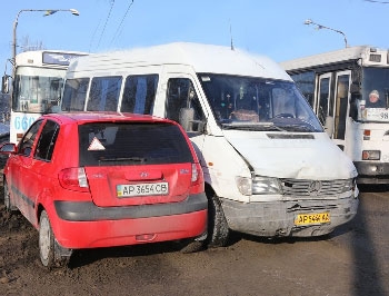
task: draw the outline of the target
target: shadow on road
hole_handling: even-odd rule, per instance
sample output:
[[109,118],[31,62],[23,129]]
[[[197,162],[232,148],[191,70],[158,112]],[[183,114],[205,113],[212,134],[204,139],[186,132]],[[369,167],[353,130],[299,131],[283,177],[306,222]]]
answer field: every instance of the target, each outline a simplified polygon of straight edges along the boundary
[[[376,188],[375,191],[382,188]],[[353,219],[355,230],[352,231],[352,247],[355,257],[355,294],[356,296],[385,296],[383,283],[386,279],[381,278],[381,273],[378,266],[377,253],[375,250],[373,239],[369,231],[366,203],[369,198],[361,197],[359,204],[358,215]],[[369,283],[369,285],[366,285]]]

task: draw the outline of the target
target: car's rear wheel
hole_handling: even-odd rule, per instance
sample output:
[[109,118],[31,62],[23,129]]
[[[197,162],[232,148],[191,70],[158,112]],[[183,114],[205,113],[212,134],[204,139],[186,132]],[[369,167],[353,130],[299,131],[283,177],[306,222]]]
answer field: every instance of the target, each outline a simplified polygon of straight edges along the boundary
[[3,193],[4,193],[4,206],[6,206],[6,210],[8,213],[11,213],[13,210],[16,210],[17,208],[11,204],[11,196],[10,196],[10,191],[8,189],[8,184],[4,180],[3,181]]
[[208,247],[225,247],[229,238],[229,227],[219,197],[213,193],[208,196]]
[[63,248],[56,241],[49,216],[43,210],[39,220],[39,256],[42,265],[51,269],[52,267],[67,264],[71,253],[67,250],[67,256],[62,256],[60,253],[61,249]]

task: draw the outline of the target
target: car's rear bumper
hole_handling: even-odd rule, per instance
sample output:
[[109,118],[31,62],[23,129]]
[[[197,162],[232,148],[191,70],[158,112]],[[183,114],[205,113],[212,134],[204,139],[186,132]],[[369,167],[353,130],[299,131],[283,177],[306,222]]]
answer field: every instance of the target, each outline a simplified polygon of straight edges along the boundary
[[54,208],[52,228],[58,243],[66,248],[177,240],[207,231],[205,194],[170,204],[101,208],[93,203],[54,201]]

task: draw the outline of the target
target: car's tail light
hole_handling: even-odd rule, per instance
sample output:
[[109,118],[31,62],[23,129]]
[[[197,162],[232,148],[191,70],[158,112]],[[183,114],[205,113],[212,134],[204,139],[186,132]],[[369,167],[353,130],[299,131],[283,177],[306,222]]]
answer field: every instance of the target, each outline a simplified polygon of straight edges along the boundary
[[83,168],[66,168],[59,172],[59,181],[64,189],[89,191],[88,179]]
[[200,164],[192,164],[192,189],[191,193],[200,193],[205,190],[205,178]]

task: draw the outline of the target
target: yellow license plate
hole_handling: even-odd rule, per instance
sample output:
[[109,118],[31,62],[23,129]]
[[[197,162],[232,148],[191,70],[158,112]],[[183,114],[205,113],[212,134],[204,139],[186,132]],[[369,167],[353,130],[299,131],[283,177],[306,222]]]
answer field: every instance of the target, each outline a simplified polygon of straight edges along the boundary
[[330,221],[331,218],[328,211],[317,214],[299,214],[296,217],[295,225],[325,224]]

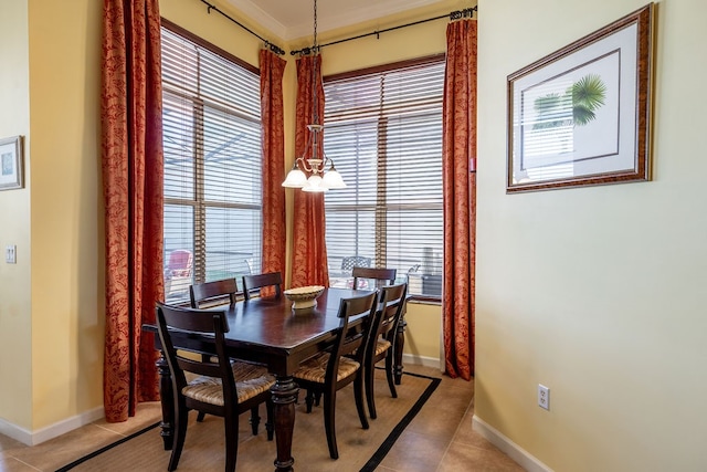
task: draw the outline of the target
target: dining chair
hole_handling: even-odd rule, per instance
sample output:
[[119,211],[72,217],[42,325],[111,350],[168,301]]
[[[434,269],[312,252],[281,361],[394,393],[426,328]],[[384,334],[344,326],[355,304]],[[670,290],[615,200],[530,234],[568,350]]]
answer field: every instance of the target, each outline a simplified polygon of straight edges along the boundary
[[405,308],[405,295],[408,284],[389,285],[380,290],[380,310],[376,312],[373,322],[370,325],[369,340],[366,344],[363,357],[363,385],[366,390],[366,401],[371,419],[377,418],[376,397],[373,395],[373,379],[376,364],[386,359],[386,377],[390,395],[398,398],[393,377],[393,365],[395,357],[395,342],[398,338],[398,327]]
[[165,268],[165,296],[183,294],[192,279],[193,255],[191,251],[178,249],[169,253]]
[[[175,397],[175,438],[167,470],[179,464],[189,411],[197,410],[223,417],[225,428],[225,471],[235,471],[239,447],[239,415],[250,410],[253,434],[257,434],[258,406],[267,407],[267,439],[273,439],[273,403],[271,387],[275,378],[267,369],[252,364],[233,363],[225,352],[224,333],[229,332],[225,312],[180,308],[157,304],[159,340],[169,365]],[[173,331],[189,335],[213,336],[215,361],[197,360],[187,352],[196,352],[182,337],[172,336]],[[186,373],[197,377],[187,381]]]
[[275,295],[282,295],[283,276],[279,272],[267,272],[264,274],[243,275],[243,296],[245,300],[250,300],[253,296],[253,292],[260,289],[272,286],[275,290]]
[[225,301],[226,295],[231,304],[235,303],[235,296],[239,292],[239,286],[235,279],[224,279],[213,282],[204,282],[200,284],[193,284],[189,286],[189,298],[191,301],[192,308],[200,308],[201,302],[217,302],[219,300]]
[[377,281],[376,286],[379,287],[381,282],[388,284],[395,283],[395,276],[398,275],[398,271],[395,269],[374,269],[374,268],[359,268],[356,266],[351,270],[351,275],[354,275],[354,289],[365,289],[367,285],[359,285],[359,279],[373,280]]
[[[235,279],[224,279],[221,281],[204,282],[200,284],[189,285],[189,300],[192,308],[201,308],[201,302],[207,304],[210,302],[218,302],[220,300],[225,301],[226,295],[231,304],[235,303],[235,295],[239,291]],[[215,356],[211,354],[203,354],[202,359],[204,361],[212,359]],[[212,361],[214,361],[212,359]],[[203,421],[205,413],[199,411],[197,421]]]
[[[336,392],[354,382],[354,398],[356,409],[361,421],[361,427],[368,429],[368,418],[363,406],[363,348],[366,336],[370,333],[370,323],[377,308],[378,292],[371,292],[363,296],[341,298],[339,303],[339,327],[336,338],[329,352],[323,352],[305,360],[293,374],[295,382],[307,390],[305,398],[307,412],[312,412],[314,397],[317,394],[324,396],[324,428],[329,447],[329,457],[339,458],[336,443]],[[362,315],[363,329],[356,334],[349,334],[349,318]],[[358,353],[356,357],[345,357]]]

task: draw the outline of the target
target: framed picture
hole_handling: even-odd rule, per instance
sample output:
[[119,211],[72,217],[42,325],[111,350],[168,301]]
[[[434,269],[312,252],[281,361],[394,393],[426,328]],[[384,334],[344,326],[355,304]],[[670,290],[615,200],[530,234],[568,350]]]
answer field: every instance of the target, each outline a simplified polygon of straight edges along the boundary
[[22,136],[0,139],[0,190],[24,186]]
[[651,179],[653,3],[508,76],[506,192]]

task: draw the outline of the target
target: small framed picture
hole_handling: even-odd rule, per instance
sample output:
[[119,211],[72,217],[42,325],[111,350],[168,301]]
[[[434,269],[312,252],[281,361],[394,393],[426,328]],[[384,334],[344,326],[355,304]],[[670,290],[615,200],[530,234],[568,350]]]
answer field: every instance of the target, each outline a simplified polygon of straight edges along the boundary
[[24,187],[22,136],[0,139],[0,190]]
[[508,76],[506,192],[651,179],[653,3]]

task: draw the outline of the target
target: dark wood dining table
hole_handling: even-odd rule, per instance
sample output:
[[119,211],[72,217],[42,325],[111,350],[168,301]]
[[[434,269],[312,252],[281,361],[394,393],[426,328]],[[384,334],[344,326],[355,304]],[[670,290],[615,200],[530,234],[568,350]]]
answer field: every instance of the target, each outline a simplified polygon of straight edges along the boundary
[[[276,382],[271,389],[274,402],[275,442],[277,455],[275,471],[293,471],[295,462],[292,457],[293,431],[295,427],[295,402],[299,388],[293,380],[293,373],[303,360],[327,348],[339,327],[337,313],[341,298],[363,295],[368,291],[325,289],[317,298],[314,308],[306,311],[292,310],[292,302],[285,296],[256,297],[240,301],[231,305],[219,305],[210,310],[226,312],[229,333],[226,347],[229,356],[238,359],[267,365],[275,376]],[[361,323],[352,319],[352,328],[360,328]],[[395,382],[400,384],[402,375],[402,344],[404,333],[401,323],[395,349]],[[148,332],[156,333],[157,326],[146,324]],[[200,352],[213,352],[213,342],[208,337],[183,336],[190,347]],[[160,349],[158,336],[155,345]],[[161,436],[165,449],[170,450],[173,442],[173,396],[169,367],[163,355],[157,363],[160,375],[160,398],[162,405]],[[306,470],[306,465],[305,469]]]

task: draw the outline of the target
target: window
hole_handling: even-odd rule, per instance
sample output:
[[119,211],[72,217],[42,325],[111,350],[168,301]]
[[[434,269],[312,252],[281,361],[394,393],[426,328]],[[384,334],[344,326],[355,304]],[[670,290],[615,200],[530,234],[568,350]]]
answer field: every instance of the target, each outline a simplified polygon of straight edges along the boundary
[[358,256],[439,298],[444,56],[325,77],[324,90],[325,153],[348,186],[325,197],[331,286],[350,286]]
[[261,265],[260,77],[162,20],[165,296]]

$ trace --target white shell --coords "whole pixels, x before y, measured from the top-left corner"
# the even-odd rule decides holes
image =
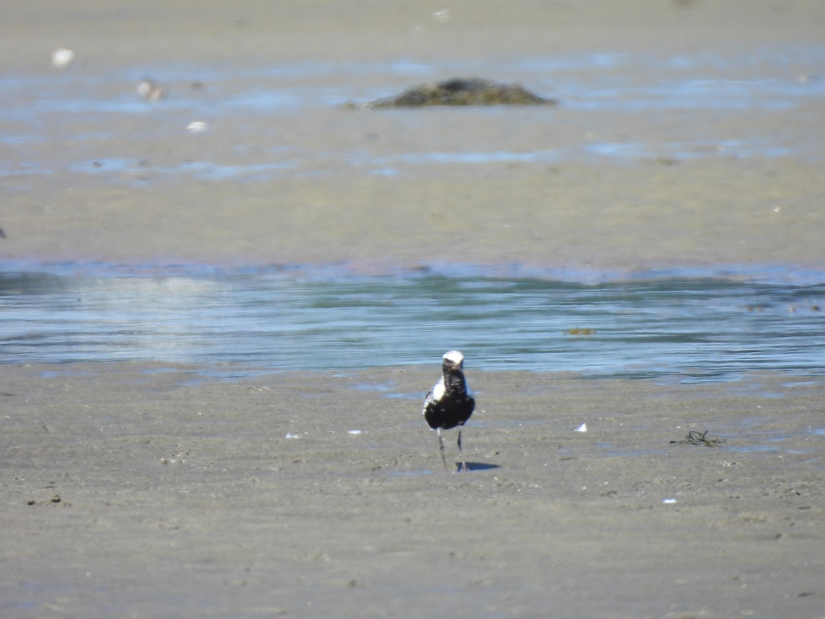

===============

## Problem statement
Retype the stretch from the line containing "trace --target white" through the end of the listing, and leave the pictures out of your copy.

## Expected output
$ trace --target white shell --coords "whole pixels, x before y, measured from the top-left corner"
# the even-odd rule decides holes
image =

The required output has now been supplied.